• **Problem description**
Repeat only the lines from the one holding "[point] white saucer" down to the last line of the listing below, including both of those lines.

= = = =

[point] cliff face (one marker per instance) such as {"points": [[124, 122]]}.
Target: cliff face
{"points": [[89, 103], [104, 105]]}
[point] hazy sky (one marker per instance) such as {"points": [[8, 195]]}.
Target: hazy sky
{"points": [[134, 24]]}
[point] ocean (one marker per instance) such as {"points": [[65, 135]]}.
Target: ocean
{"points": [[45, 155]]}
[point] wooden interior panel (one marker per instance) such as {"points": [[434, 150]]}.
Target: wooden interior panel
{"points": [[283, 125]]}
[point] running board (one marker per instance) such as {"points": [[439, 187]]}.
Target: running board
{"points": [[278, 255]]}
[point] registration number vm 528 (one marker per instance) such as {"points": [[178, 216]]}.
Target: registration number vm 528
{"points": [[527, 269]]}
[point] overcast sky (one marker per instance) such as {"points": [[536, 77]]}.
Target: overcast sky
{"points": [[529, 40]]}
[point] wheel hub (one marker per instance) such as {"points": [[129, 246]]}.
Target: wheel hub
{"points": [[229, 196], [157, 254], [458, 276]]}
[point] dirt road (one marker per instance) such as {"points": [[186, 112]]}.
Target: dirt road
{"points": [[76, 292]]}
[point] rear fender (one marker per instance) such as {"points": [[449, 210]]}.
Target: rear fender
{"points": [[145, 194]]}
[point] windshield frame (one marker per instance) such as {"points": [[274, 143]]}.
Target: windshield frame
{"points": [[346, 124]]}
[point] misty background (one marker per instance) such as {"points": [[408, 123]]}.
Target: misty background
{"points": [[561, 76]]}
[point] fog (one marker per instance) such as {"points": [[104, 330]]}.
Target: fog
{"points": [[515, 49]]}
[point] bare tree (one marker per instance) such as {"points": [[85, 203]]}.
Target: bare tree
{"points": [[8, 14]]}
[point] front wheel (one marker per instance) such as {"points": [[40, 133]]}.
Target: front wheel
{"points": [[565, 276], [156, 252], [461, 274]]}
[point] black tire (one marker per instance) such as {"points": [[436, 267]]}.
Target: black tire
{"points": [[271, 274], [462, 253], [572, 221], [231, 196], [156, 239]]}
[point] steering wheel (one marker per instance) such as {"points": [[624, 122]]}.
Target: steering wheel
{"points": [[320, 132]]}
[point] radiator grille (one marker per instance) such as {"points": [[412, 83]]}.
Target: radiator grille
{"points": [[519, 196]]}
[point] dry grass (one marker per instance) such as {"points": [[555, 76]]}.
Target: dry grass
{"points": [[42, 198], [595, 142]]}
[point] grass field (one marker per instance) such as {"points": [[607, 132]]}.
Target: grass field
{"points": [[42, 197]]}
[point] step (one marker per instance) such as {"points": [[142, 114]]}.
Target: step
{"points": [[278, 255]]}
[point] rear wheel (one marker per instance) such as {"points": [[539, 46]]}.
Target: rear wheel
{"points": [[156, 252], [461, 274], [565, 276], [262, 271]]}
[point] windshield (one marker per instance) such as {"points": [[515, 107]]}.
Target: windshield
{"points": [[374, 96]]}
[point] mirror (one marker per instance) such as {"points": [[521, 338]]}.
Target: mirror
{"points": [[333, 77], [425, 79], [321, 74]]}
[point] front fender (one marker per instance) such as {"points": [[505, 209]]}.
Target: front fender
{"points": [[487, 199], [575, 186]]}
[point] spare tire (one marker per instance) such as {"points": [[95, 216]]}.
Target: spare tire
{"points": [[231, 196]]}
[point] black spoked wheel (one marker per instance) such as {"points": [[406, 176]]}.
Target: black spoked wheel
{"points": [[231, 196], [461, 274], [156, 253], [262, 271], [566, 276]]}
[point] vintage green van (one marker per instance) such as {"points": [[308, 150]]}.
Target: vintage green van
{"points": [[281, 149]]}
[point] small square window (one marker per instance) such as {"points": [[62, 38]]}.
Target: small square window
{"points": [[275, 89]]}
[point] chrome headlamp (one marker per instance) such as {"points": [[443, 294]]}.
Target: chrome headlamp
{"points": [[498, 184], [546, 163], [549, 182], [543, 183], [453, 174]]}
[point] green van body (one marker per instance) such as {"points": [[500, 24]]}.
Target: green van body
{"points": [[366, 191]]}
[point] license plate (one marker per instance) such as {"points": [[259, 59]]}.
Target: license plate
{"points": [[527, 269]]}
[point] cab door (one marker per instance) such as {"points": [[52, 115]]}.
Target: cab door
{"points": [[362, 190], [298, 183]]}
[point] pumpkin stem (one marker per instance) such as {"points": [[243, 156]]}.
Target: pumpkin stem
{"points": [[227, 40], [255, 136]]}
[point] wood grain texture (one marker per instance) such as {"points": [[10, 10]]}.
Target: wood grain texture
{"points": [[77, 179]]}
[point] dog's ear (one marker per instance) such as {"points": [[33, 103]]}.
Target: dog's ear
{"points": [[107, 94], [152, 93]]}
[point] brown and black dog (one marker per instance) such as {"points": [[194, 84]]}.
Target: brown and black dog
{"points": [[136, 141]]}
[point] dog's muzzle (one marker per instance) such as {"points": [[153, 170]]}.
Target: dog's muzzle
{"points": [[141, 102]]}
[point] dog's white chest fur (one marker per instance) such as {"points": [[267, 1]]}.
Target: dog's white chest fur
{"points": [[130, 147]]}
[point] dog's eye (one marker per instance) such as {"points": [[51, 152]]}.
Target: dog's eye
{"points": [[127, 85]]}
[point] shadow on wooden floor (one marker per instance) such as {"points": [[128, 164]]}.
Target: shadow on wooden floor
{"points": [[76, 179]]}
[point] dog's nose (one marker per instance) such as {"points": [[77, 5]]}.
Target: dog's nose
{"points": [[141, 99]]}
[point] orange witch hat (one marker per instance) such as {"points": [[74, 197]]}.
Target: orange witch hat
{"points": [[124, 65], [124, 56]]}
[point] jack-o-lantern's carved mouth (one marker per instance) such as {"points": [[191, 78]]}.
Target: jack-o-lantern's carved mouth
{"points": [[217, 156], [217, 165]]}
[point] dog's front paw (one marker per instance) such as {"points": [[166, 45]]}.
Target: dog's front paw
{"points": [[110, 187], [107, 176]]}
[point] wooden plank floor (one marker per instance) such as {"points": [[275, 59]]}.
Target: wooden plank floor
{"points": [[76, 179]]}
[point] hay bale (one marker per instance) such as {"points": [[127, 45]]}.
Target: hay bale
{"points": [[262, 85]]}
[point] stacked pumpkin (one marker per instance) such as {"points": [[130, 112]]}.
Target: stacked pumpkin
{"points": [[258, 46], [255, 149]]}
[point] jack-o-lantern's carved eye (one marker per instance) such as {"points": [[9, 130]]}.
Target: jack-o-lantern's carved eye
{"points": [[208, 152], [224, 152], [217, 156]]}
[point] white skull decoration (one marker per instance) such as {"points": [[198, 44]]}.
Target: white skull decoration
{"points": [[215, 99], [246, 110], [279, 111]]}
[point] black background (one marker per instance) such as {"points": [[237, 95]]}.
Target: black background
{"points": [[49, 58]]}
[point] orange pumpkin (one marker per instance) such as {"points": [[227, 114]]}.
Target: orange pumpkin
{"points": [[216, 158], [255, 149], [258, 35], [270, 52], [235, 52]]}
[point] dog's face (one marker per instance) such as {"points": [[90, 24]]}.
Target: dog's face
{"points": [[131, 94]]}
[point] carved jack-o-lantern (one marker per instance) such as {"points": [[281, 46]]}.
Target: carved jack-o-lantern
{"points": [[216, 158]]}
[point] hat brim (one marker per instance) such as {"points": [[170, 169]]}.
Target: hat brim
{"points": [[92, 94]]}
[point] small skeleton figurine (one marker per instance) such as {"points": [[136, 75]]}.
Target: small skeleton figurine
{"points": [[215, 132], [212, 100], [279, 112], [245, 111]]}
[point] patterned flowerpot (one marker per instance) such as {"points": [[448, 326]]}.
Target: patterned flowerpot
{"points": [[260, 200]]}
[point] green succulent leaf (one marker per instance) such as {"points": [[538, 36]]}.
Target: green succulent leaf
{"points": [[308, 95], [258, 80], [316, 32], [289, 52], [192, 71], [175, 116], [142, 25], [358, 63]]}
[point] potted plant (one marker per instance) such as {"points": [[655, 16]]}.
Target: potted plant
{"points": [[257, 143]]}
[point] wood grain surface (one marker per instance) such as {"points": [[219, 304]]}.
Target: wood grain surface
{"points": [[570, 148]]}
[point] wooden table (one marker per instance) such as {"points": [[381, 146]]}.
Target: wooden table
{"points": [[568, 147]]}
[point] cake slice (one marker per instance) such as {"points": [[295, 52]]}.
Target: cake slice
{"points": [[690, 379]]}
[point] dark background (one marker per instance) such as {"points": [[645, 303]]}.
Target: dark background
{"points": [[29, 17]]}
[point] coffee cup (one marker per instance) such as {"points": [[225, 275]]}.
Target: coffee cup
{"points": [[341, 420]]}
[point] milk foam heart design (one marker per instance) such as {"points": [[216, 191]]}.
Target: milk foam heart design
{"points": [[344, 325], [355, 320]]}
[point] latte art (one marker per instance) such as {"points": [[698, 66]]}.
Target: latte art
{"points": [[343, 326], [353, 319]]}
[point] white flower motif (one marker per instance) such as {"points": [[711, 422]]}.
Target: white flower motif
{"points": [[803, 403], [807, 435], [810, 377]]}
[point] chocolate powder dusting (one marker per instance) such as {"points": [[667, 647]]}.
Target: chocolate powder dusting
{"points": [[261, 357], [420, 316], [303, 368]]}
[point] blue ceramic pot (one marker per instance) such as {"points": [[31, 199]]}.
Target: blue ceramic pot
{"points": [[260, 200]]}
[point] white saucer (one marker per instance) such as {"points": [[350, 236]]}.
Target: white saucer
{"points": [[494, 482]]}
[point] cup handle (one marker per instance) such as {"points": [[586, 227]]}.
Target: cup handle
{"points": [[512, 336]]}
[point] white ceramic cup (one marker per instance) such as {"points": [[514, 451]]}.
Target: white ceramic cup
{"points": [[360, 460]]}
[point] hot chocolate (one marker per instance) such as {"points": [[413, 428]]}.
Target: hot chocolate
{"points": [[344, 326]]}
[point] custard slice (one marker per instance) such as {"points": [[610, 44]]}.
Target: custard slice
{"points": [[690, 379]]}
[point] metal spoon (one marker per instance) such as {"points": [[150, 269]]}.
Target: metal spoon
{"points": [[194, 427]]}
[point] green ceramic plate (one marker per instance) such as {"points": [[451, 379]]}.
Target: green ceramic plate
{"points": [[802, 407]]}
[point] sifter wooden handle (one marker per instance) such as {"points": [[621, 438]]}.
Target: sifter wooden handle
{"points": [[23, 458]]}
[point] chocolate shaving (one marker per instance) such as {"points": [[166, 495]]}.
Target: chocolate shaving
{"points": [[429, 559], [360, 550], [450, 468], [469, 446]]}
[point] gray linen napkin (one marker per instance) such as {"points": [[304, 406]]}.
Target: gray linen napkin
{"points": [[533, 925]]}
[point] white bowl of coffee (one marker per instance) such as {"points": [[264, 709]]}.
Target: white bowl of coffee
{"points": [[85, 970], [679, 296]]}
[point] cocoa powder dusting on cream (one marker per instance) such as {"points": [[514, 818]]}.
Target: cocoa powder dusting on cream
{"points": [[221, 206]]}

= = = =

• **Task solution**
[point] white saucer (one marker per instance) such as {"points": [[350, 236]]}.
Target: white saucer
{"points": [[494, 482]]}
[point] cup handle (one marker per instance) such as {"points": [[586, 227]]}.
Target: cup handle
{"points": [[512, 336]]}
[point] white ceramic cup (one marker per instance) such as {"points": [[514, 451]]}.
Target: white ceramic cup
{"points": [[360, 460]]}
[point] hot chocolate (one marker per instance) such as {"points": [[413, 428]]}.
Target: hot chocolate
{"points": [[344, 326]]}
[point] custard slice (one marker per instance) such as {"points": [[610, 44]]}.
Target: custard slice
{"points": [[690, 379]]}
[point] metal spoon (one marker per instance) such as {"points": [[150, 269]]}.
Target: metal spoon
{"points": [[194, 427]]}
[point] green ceramic plate (one marker per instance) such as {"points": [[451, 379]]}.
Target: green ceramic plate
{"points": [[802, 407]]}
[point] sifter wooden handle (one marker per instance) such as {"points": [[621, 438]]}.
Target: sifter wooden handle
{"points": [[23, 458]]}
[point] chocolate shaving (one marker per instance) such as {"points": [[166, 495]]}.
Target: chocolate shaving
{"points": [[429, 559], [360, 550], [450, 468], [469, 446]]}
[point] gray linen napkin (one marker per instance) such as {"points": [[304, 406]]}.
Target: gray linen napkin
{"points": [[533, 925]]}
[point] white bowl of coffee (one marker per instance) such as {"points": [[264, 709]]}.
Target: white bowl of coffee
{"points": [[85, 970], [679, 296]]}
[point] cocoa powder dusting on cream (one marker per instance) such as {"points": [[514, 818]]}.
Target: cocoa powder dusting on cream
{"points": [[221, 206]]}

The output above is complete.